[WHAT IS EXPECTED]
Reproduce every line of the data below, requests included, and offset each coordinate in the answers by adding 111 to it, leaving the sample coordinates in the requests unchanged. Omit the pictures from your reply.

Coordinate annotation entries
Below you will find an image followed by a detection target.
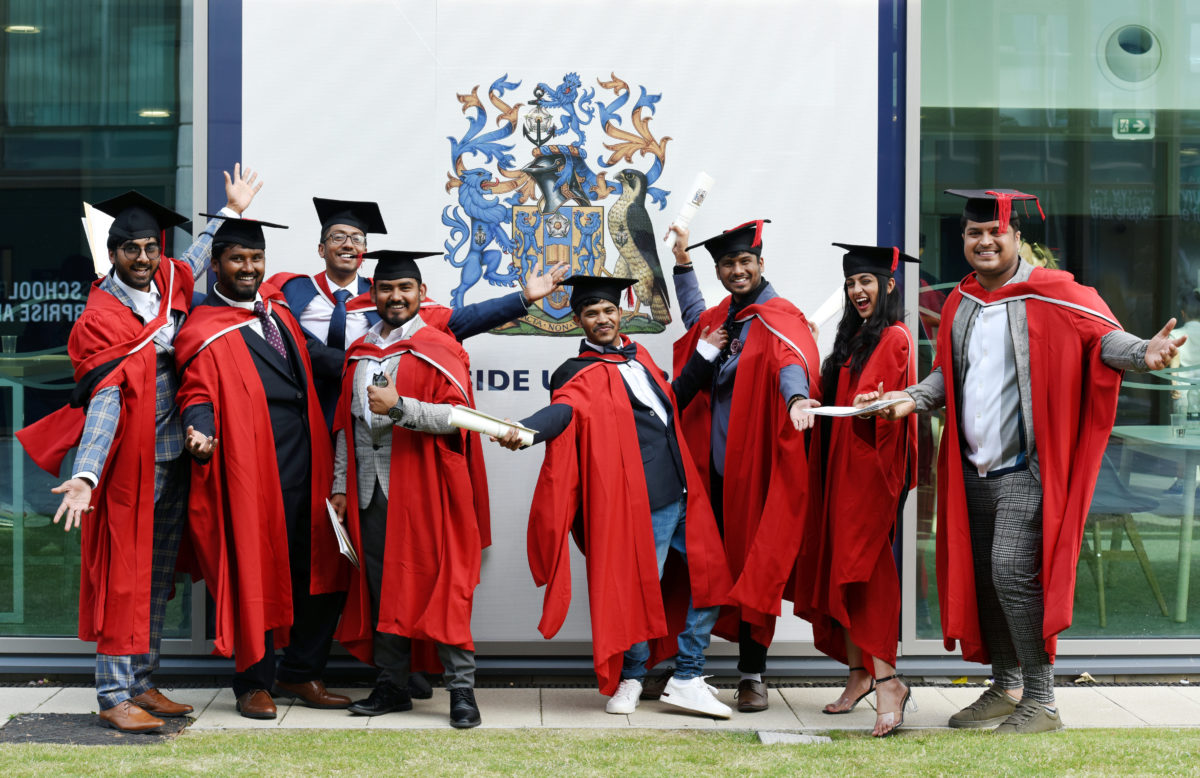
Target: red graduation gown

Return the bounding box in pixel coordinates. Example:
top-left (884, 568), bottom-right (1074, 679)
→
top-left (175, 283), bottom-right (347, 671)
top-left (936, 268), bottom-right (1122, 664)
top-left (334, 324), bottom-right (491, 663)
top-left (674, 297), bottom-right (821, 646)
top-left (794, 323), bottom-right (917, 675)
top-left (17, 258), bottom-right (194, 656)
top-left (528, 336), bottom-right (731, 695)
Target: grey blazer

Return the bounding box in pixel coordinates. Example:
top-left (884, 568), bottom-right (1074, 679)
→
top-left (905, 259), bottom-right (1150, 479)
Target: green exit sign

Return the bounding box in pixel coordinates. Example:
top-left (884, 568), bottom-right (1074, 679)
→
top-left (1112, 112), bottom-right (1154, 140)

[WRITTEN ANSWER]
Below you will find an image followed by a detection target.
Target: red graduation gown

Return the bounding box in pixel coordinates. Example:
top-left (884, 568), bottom-right (1074, 679)
→
top-left (286, 394), bottom-right (458, 782)
top-left (1047, 379), bottom-right (1233, 775)
top-left (445, 435), bottom-right (602, 774)
top-left (785, 408), bottom-right (932, 757)
top-left (905, 434), bottom-right (1028, 786)
top-left (128, 369), bottom-right (305, 767)
top-left (639, 447), bottom-right (842, 806)
Target: grey blazer

Return the bounding box in pixel coordinates. Example:
top-left (884, 568), bottom-right (1074, 679)
→
top-left (1016, 370), bottom-right (1261, 590)
Target: green exit sign

Return the bounding box in pixel coordinates. Example:
top-left (884, 568), bottom-right (1074, 679)
→
top-left (1223, 223), bottom-right (1265, 251)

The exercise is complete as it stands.